▸ **Required work**
Lay out each line of the rows below in a Markdown table with two columns, No. and Text, numbering the lines in order and skipping blank ones. Leave the pictures out of your answer.

▸ **Provided records**
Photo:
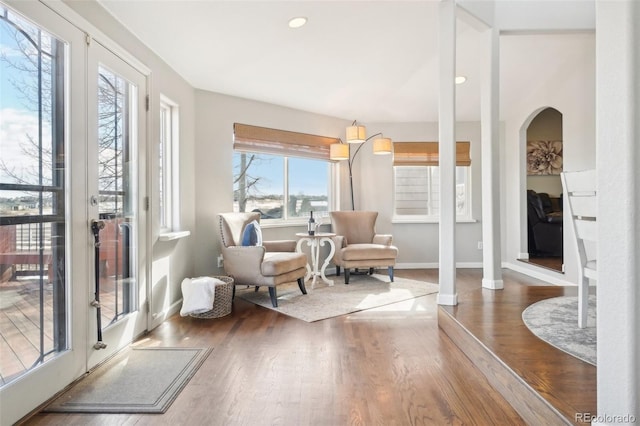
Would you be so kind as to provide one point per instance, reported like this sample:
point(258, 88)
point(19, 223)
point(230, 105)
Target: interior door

▸ **Task answer**
| No. | Text |
|---|---|
| 1 | Photo: |
| 2 | Would you be so kind as to provide one point per instance, reported like this sample: |
| 3 | point(258, 88) |
| 4 | point(19, 223) |
| 5 | point(230, 105) |
| 6 | Target: interior door |